Work task 1
Return everything from "In the real" down to "never have existed?" in the post on continuity, copied word for word.
Work task 2
In the post on continuity, list the things a clock is said to possibly become.
Work task 3
Extend the post on continuity, beginning after its last sentence.

** Page excerpt follows **

Tuesday, September 13, 2005

What is continuity?

Continuity can be quite the bugbear amongst comic fans and creators at times, but what exactly is continuity?

In the real world continuity is the concept that the world moves through time in a logical fashion. such that a clock yesterday will still be a clock today and continue to be a clock tomorrow unless the universe acts on it in a particular way to cause it to become a broken clock. The chances of it suddenly becoming a parrot or a fridge without warning are negligeable. Things change, but in a logical sense of progression. Our entire world is based on an assumption of continuity. Without it we could not function. How could I possible write this article if I thought that tomorrow my keyboard might turn to fudge, every third word I wrote could catch fire, and the internet may suddenly never have existed?

** End of Page excerpt **
** Available data follows **

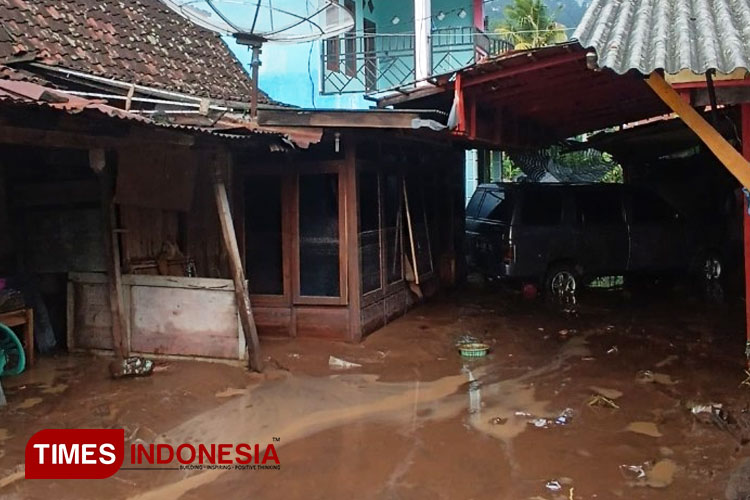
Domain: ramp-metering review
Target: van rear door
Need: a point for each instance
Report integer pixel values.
(603, 241)
(492, 230)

** End of Available data **

Written reply 1
In the real world continuity is the concept that the world moves through time in a logical fashion. such that a clock yesterday will still be a clock today and continue to be a clock tomorrow unless the universe acts on it in a particular way to cause it to become a broken clock. The chances of it suddenly becoming a parrot or a fridge without warning are negligeable. Things change, but in a logical sense of progression. Our entire world is based on an assumption of continuity. Without it we could not function. How could I possible write this article if I thought that tomorrow my keyboard might turn to fudge, every third word I wrote could catch fire, and the internet may suddenly never have existed?

Written reply 2
a broken clock
a parrot
a fridge

Written reply 3
In the movies and on TV there are people whose jobs are entirely devoted to maintaining the continuity of the production they are working on. They take hundreds of photographs of all the sets and the actors so that they can ensure that the world of the story being created remains consistant from scene to scene, even when they are filmed months apart. Of course they occasionally miss something, and the result is liable to show up on some bloopers show where they replay a clip of someone's hairstyle changing between shots of the same scene, or a background object appearing and disappearing, or someone is wearing a hat that they just took off. Continuity is also about making sure period movies don't include incongruous modern artifacts, like romans with wristwatches, or jets flying over the the old west, and that characters' behaviour is consistant. One of the most annoying traits of bad movies is when the villain who has been fiendishly clever throughout the entire movie suddenly starts behaving like an idiot for no apparent reason, in order for the hero to beat him.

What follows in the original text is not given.